--- Instructions for the task ---
Without omitting anything, return the records precisely as given.
····················
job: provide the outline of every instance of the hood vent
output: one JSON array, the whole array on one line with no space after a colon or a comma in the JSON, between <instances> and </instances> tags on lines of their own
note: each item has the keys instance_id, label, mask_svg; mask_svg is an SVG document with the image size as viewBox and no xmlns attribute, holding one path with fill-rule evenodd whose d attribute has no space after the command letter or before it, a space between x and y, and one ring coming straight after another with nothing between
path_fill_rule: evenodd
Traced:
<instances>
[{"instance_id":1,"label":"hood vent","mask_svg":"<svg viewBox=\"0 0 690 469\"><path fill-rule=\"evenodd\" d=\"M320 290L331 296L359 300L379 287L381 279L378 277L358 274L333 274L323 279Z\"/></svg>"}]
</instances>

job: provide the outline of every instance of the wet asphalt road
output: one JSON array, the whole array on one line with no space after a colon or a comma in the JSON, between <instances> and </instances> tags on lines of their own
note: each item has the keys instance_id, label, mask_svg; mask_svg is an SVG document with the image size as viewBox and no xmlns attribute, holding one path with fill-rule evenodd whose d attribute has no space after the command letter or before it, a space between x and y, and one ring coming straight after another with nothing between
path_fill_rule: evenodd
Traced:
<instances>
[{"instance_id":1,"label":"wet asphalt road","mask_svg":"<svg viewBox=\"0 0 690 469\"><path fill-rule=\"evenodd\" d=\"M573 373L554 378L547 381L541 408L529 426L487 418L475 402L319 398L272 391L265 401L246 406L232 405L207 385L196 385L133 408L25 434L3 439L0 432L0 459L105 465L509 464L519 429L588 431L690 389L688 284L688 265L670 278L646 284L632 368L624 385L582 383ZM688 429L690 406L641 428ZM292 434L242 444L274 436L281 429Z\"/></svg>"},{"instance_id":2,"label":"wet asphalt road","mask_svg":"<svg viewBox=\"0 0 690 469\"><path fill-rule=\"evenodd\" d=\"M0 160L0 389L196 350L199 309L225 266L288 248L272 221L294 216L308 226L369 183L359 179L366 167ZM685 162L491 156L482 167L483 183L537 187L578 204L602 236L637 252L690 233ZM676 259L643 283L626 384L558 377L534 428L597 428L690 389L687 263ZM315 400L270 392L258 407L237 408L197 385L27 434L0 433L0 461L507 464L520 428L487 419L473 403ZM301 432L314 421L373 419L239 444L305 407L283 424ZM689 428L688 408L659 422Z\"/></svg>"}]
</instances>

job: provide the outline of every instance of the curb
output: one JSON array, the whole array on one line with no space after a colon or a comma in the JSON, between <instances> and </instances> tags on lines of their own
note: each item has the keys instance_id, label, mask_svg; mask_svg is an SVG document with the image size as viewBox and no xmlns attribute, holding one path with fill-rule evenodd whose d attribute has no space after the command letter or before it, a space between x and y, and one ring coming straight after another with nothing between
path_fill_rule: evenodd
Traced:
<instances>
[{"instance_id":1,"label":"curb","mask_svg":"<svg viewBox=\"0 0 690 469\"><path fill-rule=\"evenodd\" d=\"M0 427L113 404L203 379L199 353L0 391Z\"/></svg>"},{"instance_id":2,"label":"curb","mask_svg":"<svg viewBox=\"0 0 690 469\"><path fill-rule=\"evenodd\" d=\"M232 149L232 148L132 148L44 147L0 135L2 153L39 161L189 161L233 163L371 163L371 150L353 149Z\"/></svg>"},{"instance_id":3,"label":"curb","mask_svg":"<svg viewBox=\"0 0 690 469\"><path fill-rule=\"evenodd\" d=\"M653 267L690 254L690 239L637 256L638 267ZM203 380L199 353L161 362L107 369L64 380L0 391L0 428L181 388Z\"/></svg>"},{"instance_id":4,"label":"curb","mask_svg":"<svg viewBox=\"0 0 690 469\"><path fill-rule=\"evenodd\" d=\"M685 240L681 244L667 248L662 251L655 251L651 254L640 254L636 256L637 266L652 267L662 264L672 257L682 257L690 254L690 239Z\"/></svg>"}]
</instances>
····················
--- Written response ---
job: provide the outline of every instance of the hood vent
output: one JSON array, the whole array on one line with no space after a colon or a comma in the JSON, between <instances> and </instances> tags on lines of their own
note: each item has the keys instance_id, label, mask_svg; mask_svg is an SVG document with the image size as viewBox and no xmlns attribute, holding one path with fill-rule evenodd whose d attribute has no space after the command letter or before it, a space between x and y, and one ring coming straight after another with nothing between
path_fill_rule: evenodd
Traced:
<instances>
[{"instance_id":1,"label":"hood vent","mask_svg":"<svg viewBox=\"0 0 690 469\"><path fill-rule=\"evenodd\" d=\"M320 290L331 296L359 300L379 287L381 279L378 277L358 274L333 274L323 279Z\"/></svg>"}]
</instances>

job: provide the outline of every instance of the wet asphalt road
output: one JSON array, the whole array on one line with no space after a colon or a comma in the JSON, between <instances> and </instances> tags on lines of their own
note: each item has the keys instance_id, label, mask_svg; mask_svg is an SVG document with the image size as viewBox and no xmlns attribute, holding one path with fill-rule evenodd whose d attribute has no space after the command letter or before it, a space between x and y, and one ring coming straight after another with nothing between
path_fill_rule: evenodd
Traced:
<instances>
[{"instance_id":1,"label":"wet asphalt road","mask_svg":"<svg viewBox=\"0 0 690 469\"><path fill-rule=\"evenodd\" d=\"M573 373L554 378L547 381L541 408L529 426L487 418L475 402L319 398L272 391L265 401L246 406L232 405L207 385L196 385L133 408L25 434L3 439L0 432L0 459L105 465L509 464L519 429L588 431L690 389L688 284L688 265L670 278L646 284L632 368L624 385L582 383ZM688 429L690 406L641 428ZM292 434L242 444L274 436L281 429Z\"/></svg>"},{"instance_id":2,"label":"wet asphalt road","mask_svg":"<svg viewBox=\"0 0 690 469\"><path fill-rule=\"evenodd\" d=\"M0 160L0 389L196 350L199 309L225 266L288 248L272 221L294 216L308 226L369 183L359 179L366 167ZM685 162L491 156L482 167L483 183L537 187L578 204L602 236L637 252L690 233ZM676 259L643 283L626 384L558 377L534 428L597 428L690 389L687 263ZM315 400L270 392L258 407L237 408L197 385L27 434L0 433L0 461L507 464L520 428L487 419L473 403ZM301 432L314 421L373 419L239 444L305 407L283 424ZM689 428L688 408L659 422Z\"/></svg>"}]
</instances>

job: provide the outline of every instance of the curb
output: one JSON array, the whole array on one line with no space after a colon or a comma in the JSON, between <instances> and </instances> tags on lines of their own
note: each item has the keys instance_id, label, mask_svg; mask_svg is an SVG document with the image size as viewBox and no xmlns attribute, holding one path with fill-rule evenodd whose d attribute has no space after the command letter or before it, a space between x and y, and one ring coming straight after another with nothing between
path_fill_rule: evenodd
Traced:
<instances>
[{"instance_id":1,"label":"curb","mask_svg":"<svg viewBox=\"0 0 690 469\"><path fill-rule=\"evenodd\" d=\"M0 427L113 404L203 379L199 353L0 391Z\"/></svg>"},{"instance_id":2,"label":"curb","mask_svg":"<svg viewBox=\"0 0 690 469\"><path fill-rule=\"evenodd\" d=\"M232 149L232 148L132 148L44 147L0 135L2 153L39 161L189 161L233 163L371 163L371 150L353 149Z\"/></svg>"},{"instance_id":3,"label":"curb","mask_svg":"<svg viewBox=\"0 0 690 469\"><path fill-rule=\"evenodd\" d=\"M653 267L690 254L690 239L637 256L638 267ZM203 380L199 353L161 362L107 369L64 380L0 391L0 428L181 388Z\"/></svg>"},{"instance_id":4,"label":"curb","mask_svg":"<svg viewBox=\"0 0 690 469\"><path fill-rule=\"evenodd\" d=\"M685 240L681 244L667 248L662 251L655 251L651 254L640 254L636 256L637 266L652 267L662 264L672 257L682 257L690 254L690 239Z\"/></svg>"}]
</instances>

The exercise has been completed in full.